==== Exercise inputs
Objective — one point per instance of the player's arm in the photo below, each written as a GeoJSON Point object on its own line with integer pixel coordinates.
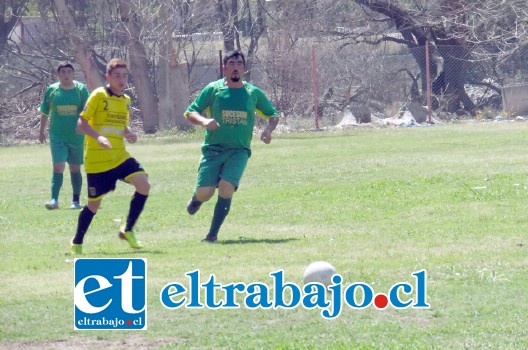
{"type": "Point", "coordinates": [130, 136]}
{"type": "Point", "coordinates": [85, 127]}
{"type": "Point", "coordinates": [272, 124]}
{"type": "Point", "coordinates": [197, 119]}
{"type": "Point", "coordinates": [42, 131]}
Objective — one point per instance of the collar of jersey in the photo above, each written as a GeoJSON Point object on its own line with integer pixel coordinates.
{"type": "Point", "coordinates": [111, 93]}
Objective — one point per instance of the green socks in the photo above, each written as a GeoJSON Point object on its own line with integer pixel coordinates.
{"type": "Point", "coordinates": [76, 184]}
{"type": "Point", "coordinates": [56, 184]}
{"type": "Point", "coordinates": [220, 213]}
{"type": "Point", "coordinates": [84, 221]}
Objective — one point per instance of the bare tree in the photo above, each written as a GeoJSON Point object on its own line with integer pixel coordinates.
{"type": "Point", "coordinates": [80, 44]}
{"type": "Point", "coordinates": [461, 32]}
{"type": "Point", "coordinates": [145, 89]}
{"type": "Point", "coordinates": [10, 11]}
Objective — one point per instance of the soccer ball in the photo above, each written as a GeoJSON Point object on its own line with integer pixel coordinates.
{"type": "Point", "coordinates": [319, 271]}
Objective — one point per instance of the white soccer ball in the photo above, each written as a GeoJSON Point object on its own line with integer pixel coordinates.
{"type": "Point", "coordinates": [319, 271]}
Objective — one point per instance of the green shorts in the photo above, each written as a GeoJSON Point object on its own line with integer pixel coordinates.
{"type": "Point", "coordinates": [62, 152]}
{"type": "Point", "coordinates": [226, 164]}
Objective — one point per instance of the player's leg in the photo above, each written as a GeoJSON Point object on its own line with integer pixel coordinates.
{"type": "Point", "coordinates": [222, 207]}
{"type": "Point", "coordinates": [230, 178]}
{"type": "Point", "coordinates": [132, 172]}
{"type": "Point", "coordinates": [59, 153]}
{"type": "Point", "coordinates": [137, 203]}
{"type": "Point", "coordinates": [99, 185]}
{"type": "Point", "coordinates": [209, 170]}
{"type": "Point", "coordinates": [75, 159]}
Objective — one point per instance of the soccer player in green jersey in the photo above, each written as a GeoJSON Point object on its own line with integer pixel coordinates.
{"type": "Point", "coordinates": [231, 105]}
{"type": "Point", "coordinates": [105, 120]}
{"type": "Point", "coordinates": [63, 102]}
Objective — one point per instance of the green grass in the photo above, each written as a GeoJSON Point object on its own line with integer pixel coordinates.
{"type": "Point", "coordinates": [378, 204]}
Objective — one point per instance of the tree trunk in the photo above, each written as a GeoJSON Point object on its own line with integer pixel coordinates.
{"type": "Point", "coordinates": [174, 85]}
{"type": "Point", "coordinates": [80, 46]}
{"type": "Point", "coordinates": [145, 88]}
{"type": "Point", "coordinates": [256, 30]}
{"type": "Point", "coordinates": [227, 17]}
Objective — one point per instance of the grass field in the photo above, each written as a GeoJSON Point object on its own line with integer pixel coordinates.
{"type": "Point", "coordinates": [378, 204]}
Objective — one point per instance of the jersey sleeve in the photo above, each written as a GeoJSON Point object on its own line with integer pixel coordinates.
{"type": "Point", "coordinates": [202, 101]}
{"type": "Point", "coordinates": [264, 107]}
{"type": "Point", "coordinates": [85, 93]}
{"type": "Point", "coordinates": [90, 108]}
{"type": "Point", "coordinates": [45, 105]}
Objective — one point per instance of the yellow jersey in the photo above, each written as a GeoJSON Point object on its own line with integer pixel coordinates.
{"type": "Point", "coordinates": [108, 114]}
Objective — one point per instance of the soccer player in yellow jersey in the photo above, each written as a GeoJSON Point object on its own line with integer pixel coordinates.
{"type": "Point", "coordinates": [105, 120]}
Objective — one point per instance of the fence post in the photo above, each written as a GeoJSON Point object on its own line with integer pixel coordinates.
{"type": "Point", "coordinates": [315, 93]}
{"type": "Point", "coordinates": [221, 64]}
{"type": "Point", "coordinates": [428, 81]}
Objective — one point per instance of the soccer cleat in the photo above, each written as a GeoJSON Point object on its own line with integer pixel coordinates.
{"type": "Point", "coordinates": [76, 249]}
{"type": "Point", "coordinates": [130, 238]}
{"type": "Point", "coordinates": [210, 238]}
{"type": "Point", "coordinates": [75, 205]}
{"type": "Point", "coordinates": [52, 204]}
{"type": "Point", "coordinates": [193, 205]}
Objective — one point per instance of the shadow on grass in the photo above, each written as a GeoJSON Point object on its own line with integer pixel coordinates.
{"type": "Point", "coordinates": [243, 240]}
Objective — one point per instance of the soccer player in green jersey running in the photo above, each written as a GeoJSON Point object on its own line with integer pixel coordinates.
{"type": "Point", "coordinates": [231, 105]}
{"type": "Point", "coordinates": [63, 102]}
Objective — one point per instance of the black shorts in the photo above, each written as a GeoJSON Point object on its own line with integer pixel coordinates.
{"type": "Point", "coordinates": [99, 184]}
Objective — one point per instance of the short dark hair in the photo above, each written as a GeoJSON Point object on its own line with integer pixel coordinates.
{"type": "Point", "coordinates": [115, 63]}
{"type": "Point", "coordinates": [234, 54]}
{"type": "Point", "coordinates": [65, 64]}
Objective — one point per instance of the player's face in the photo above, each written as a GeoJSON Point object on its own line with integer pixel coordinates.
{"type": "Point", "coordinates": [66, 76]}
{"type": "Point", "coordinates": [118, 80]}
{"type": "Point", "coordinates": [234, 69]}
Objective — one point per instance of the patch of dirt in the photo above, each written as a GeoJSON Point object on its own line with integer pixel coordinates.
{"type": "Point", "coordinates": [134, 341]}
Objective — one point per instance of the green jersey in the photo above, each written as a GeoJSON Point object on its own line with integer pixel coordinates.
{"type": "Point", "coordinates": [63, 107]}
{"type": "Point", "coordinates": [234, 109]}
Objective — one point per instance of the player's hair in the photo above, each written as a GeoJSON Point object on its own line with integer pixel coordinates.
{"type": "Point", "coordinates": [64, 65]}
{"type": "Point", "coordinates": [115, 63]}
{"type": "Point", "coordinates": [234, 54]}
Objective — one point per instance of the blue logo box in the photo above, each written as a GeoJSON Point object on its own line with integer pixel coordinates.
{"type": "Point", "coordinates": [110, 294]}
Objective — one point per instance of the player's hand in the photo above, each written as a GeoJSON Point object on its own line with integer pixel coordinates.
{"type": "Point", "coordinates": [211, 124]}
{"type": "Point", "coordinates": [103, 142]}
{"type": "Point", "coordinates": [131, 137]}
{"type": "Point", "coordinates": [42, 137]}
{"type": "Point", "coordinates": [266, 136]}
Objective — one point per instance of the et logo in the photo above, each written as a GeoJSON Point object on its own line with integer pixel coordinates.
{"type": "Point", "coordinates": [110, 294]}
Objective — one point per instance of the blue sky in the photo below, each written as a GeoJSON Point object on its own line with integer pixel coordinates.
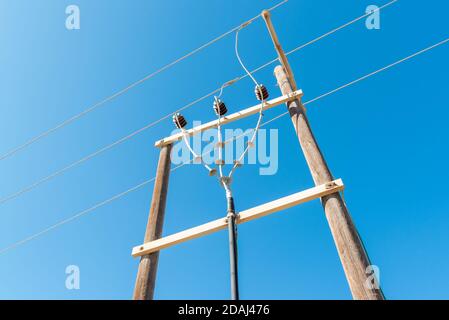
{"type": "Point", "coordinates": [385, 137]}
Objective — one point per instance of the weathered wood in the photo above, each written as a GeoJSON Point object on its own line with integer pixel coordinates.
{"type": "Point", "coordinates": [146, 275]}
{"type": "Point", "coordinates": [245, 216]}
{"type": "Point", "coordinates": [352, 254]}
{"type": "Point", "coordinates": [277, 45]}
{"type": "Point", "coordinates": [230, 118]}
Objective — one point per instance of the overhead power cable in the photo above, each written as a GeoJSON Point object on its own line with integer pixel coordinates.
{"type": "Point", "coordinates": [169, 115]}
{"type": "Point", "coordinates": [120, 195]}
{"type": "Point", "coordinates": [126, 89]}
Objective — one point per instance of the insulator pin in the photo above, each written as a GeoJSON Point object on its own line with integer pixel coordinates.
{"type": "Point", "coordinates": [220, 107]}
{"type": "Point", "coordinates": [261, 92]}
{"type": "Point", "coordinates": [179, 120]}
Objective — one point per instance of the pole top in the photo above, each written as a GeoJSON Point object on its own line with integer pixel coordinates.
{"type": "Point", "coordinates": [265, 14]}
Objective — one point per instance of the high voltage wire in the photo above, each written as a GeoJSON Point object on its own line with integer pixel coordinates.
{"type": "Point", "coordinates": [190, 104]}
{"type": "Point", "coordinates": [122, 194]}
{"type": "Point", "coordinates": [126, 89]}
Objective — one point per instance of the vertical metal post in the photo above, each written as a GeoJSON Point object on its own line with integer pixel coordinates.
========
What you need to do.
Copy exactly the line containing "Objective — one point per instance of the overhead" and every line after it, ending with the last line of the records above.

Final answer.
Objective — one point per instance of the overhead power cable in the photo above, each written as a GeoJSON Point object on its own line with integer pixel coordinates.
{"type": "Point", "coordinates": [169, 115]}
{"type": "Point", "coordinates": [120, 195]}
{"type": "Point", "coordinates": [126, 89]}
Objective — one point per instance of the insulator pin in the photo above, each written as a GeoJSON Point object on its own line with integer pixel coordinates.
{"type": "Point", "coordinates": [220, 107]}
{"type": "Point", "coordinates": [261, 92]}
{"type": "Point", "coordinates": [179, 120]}
Objective — one point per instance of the pole top in the photo above, each written as a GeoJSON Point object on its own line with integer pixel coordinates.
{"type": "Point", "coordinates": [265, 14]}
Objective — one point per instance of the high voltage wire in the photo above, each written as a GeoJSON Point object on its own line with integer pixel coordinates.
{"type": "Point", "coordinates": [190, 104]}
{"type": "Point", "coordinates": [122, 194]}
{"type": "Point", "coordinates": [126, 89]}
Objective — one point per instance of the vertical metal post in the photo above, each written as a GeoJSON Point object on its own line with integer pixel coordinates.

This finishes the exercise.